Brief »
Gather every line of the records below that contains the word "ceiling", and copy each such line in full. Matching is case-sensitive.
** START **
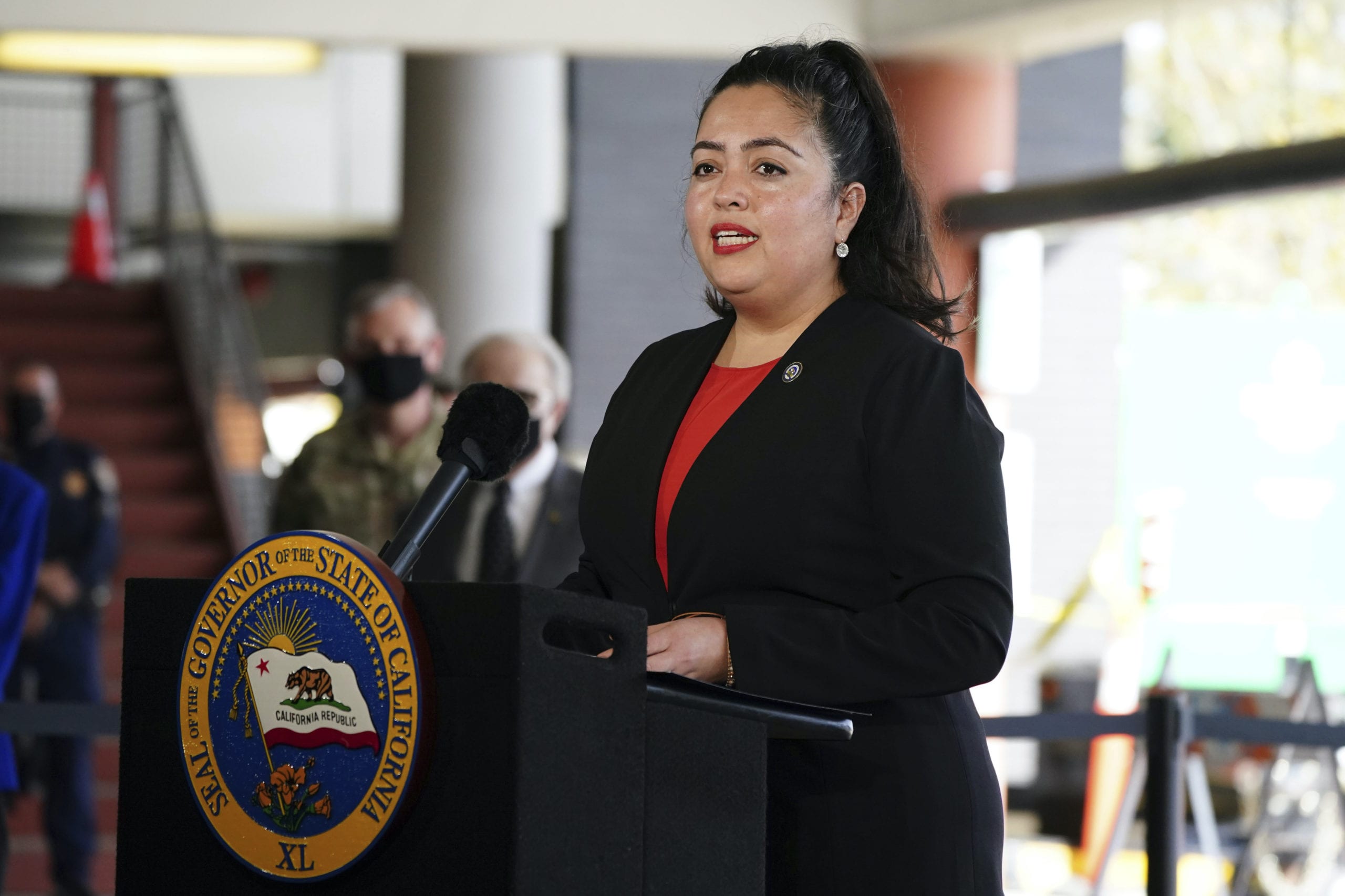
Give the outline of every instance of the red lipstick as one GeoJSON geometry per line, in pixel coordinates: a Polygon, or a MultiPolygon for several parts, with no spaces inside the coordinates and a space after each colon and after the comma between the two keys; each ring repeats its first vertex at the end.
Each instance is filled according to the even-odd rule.
{"type": "Polygon", "coordinates": [[[732,255],[744,249],[752,249],[757,239],[760,238],[751,230],[733,222],[722,222],[710,227],[710,243],[716,255],[732,255]]]}

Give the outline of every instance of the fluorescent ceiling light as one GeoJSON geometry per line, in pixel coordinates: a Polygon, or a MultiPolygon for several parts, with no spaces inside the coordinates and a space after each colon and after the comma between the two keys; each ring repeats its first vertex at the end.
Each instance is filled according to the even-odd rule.
{"type": "Polygon", "coordinates": [[[312,71],[309,40],[187,35],[7,31],[0,69],[94,75],[286,75],[312,71]]]}

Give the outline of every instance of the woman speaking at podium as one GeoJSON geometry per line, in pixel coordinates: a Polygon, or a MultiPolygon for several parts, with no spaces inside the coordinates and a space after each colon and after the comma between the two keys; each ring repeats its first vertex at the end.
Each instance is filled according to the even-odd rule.
{"type": "Polygon", "coordinates": [[[999,893],[967,689],[1013,621],[1002,438],[942,343],[956,300],[854,47],[725,71],[686,231],[720,320],[612,395],[562,587],[643,606],[651,670],[870,713],[847,743],[771,742],[768,892],[999,893]]]}

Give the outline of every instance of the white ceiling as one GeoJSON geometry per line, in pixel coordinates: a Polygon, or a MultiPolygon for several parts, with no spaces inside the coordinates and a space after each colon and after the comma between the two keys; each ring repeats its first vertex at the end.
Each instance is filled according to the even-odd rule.
{"type": "Polygon", "coordinates": [[[300,36],[410,51],[546,48],[722,56],[837,35],[876,54],[1018,59],[1115,40],[1126,24],[1217,0],[4,0],[0,30],[300,36]]]}

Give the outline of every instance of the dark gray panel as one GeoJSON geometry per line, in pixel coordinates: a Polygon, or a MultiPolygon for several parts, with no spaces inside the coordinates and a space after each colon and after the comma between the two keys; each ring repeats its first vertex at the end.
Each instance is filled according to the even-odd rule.
{"type": "Polygon", "coordinates": [[[1018,70],[1017,183],[1120,169],[1120,44],[1052,56],[1018,70]]]}
{"type": "Polygon", "coordinates": [[[586,450],[650,343],[712,320],[682,242],[682,192],[703,94],[729,62],[578,59],[572,66],[565,328],[574,402],[565,447],[586,450]]]}

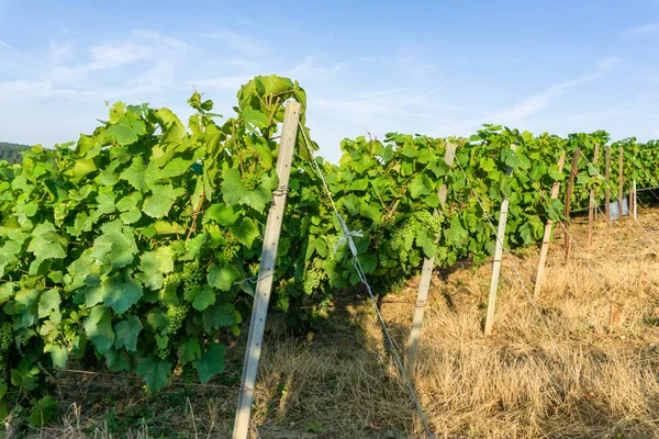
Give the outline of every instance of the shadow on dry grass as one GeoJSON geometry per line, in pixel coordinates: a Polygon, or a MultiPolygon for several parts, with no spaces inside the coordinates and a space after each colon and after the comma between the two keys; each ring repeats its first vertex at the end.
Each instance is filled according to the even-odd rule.
{"type": "MultiPolygon", "coordinates": [[[[537,309],[522,288],[533,291],[537,252],[504,257],[489,339],[481,331],[489,264],[435,279],[415,386],[437,437],[659,437],[659,210],[643,211],[639,223],[625,219],[622,228],[600,221],[590,255],[585,226],[573,225],[581,248],[567,264],[562,246],[551,246],[537,309]]],[[[558,232],[555,243],[562,243],[558,232]]],[[[415,286],[381,303],[399,349],[415,286]]],[[[364,297],[339,299],[323,334],[295,339],[277,327],[275,318],[254,437],[423,437],[364,297]]],[[[212,385],[175,382],[153,396],[127,378],[64,373],[70,408],[62,425],[29,436],[227,438],[242,356],[242,345],[230,349],[228,372],[212,385]]]]}

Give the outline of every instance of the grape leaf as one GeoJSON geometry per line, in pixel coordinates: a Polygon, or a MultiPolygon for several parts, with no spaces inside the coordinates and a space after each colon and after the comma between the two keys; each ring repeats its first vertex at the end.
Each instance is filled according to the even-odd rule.
{"type": "Polygon", "coordinates": [[[237,268],[225,264],[219,268],[216,264],[209,267],[209,284],[222,291],[230,291],[233,283],[241,277],[237,268]]]}
{"type": "Polygon", "coordinates": [[[171,378],[171,363],[169,361],[160,360],[154,354],[142,359],[137,364],[137,376],[141,376],[153,392],[157,392],[165,384],[169,382],[171,378]]]}
{"type": "Polygon", "coordinates": [[[119,315],[137,303],[143,295],[142,284],[130,272],[116,273],[103,281],[103,302],[119,315]]]}
{"type": "Polygon", "coordinates": [[[224,372],[224,346],[213,342],[209,349],[201,354],[201,359],[192,361],[197,369],[199,381],[205,383],[216,373],[224,372]]]}
{"type": "Polygon", "coordinates": [[[114,344],[110,309],[102,305],[93,307],[85,320],[85,330],[99,352],[105,353],[114,344]]]}
{"type": "Polygon", "coordinates": [[[199,340],[197,337],[191,337],[181,342],[179,345],[178,354],[181,365],[186,365],[191,361],[200,359],[201,348],[199,347],[199,340]]]}
{"type": "Polygon", "coordinates": [[[142,211],[152,218],[161,218],[169,213],[176,199],[185,191],[183,188],[174,189],[171,183],[158,184],[152,188],[152,195],[144,202],[142,211]]]}
{"type": "Polygon", "coordinates": [[[142,333],[142,322],[139,317],[131,315],[114,325],[114,347],[116,349],[125,348],[127,351],[135,352],[137,350],[137,337],[142,333]]]}
{"type": "Polygon", "coordinates": [[[243,218],[239,223],[234,224],[230,227],[231,234],[238,240],[238,243],[252,247],[254,239],[258,238],[258,228],[254,224],[252,218],[243,218]]]}

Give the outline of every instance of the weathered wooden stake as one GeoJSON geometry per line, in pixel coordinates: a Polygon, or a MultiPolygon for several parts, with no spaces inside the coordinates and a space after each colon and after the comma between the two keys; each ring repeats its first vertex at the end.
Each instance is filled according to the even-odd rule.
{"type": "Polygon", "coordinates": [[[623,226],[623,159],[624,159],[624,153],[625,150],[623,149],[623,145],[621,145],[621,155],[618,158],[618,211],[621,212],[621,214],[618,215],[618,221],[619,221],[619,225],[621,227],[623,226]]]}
{"type": "Polygon", "coordinates": [[[572,244],[572,235],[570,235],[570,203],[572,202],[572,188],[574,188],[574,178],[579,169],[579,158],[581,157],[581,148],[574,149],[574,157],[572,157],[572,169],[570,170],[570,181],[568,182],[568,193],[566,194],[566,262],[570,259],[570,245],[572,244]]]}
{"type": "MultiPolygon", "coordinates": [[[[563,164],[566,162],[566,156],[561,154],[558,158],[558,172],[562,172],[563,164]]],[[[551,200],[558,198],[558,190],[560,189],[560,181],[555,181],[551,188],[551,200]]],[[[536,285],[533,292],[533,296],[537,297],[540,289],[543,288],[543,273],[545,271],[545,264],[547,262],[547,252],[549,251],[549,240],[551,239],[551,226],[554,222],[551,218],[547,218],[545,224],[545,236],[543,237],[543,248],[540,248],[540,260],[538,262],[538,273],[536,275],[536,285]]]]}
{"type": "MultiPolygon", "coordinates": [[[[595,144],[595,151],[593,157],[593,165],[597,165],[600,160],[600,144],[595,144]]],[[[594,178],[594,177],[593,177],[594,178]]],[[[591,178],[591,180],[593,179],[591,178]]],[[[588,204],[588,251],[591,251],[593,246],[593,217],[595,211],[595,189],[591,189],[590,201],[588,204]]]]}
{"type": "MultiPolygon", "coordinates": [[[[511,145],[515,151],[517,145],[511,145]]],[[[513,168],[509,167],[506,176],[513,175],[513,168]]],[[[505,239],[505,223],[507,221],[507,196],[501,202],[501,214],[499,215],[499,229],[496,230],[496,247],[494,248],[494,262],[492,262],[492,281],[490,282],[490,297],[488,299],[488,316],[485,317],[485,335],[492,335],[494,325],[494,308],[496,307],[496,291],[499,290],[499,275],[501,274],[501,257],[503,256],[503,240],[505,239]]]]}
{"type": "Polygon", "coordinates": [[[611,146],[606,145],[606,222],[611,226],[611,146]]]}
{"type": "Polygon", "coordinates": [[[638,194],[636,193],[636,180],[634,180],[633,187],[634,187],[634,189],[633,189],[633,191],[634,191],[634,219],[638,219],[638,216],[637,216],[637,203],[638,203],[637,196],[638,196],[638,194]]]}
{"type": "Polygon", "coordinates": [[[236,409],[233,439],[246,439],[249,432],[249,416],[252,403],[254,401],[254,387],[256,385],[258,362],[266,327],[266,316],[268,314],[268,304],[270,302],[272,274],[275,273],[277,248],[279,246],[279,236],[281,234],[283,207],[286,205],[288,182],[291,173],[291,161],[298,136],[301,106],[302,105],[299,102],[293,101],[286,105],[279,157],[277,158],[279,188],[278,191],[272,194],[273,200],[266,222],[264,249],[261,252],[258,281],[256,283],[256,293],[254,295],[254,305],[252,308],[252,320],[249,323],[247,350],[245,352],[245,362],[243,364],[243,379],[241,381],[238,394],[238,406],[236,409]]]}
{"type": "MultiPolygon", "coordinates": [[[[446,144],[446,151],[444,153],[444,161],[449,167],[453,166],[456,157],[455,144],[446,144]]],[[[439,203],[442,206],[446,204],[446,196],[448,195],[448,188],[446,183],[439,187],[437,193],[439,196],[439,203]]],[[[435,209],[434,215],[439,215],[439,211],[435,209]]],[[[431,289],[431,281],[433,279],[433,269],[435,268],[435,258],[425,258],[423,260],[423,268],[421,270],[421,281],[418,282],[418,292],[416,293],[416,307],[414,308],[414,316],[412,318],[412,329],[410,330],[410,338],[407,338],[407,353],[405,356],[406,369],[409,374],[414,374],[414,364],[416,360],[416,348],[418,347],[418,339],[421,337],[421,327],[423,325],[423,315],[425,312],[426,300],[428,297],[428,290],[431,289]]]]}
** END **
The solution »
Give the outline of every instance of the fluorescent ceiling light as one GeoJSON geometry per line, in pixel coordinates: a Polygon, or a MultiPolygon for several parts, with no spaces inside the coordinates and a space after each colon and after the comma between the two keys; each ring repeats its first vertex at the end.
Give the outline of every instance of the white ceiling as one GeoJSON geometry per line, in pixel coordinates: a Polygon, or a MultiPolygon for several parts, with no spaces inside the coordinates and a space after each colon and after the comma between the two keys; each ring repeats its first vertex at the end.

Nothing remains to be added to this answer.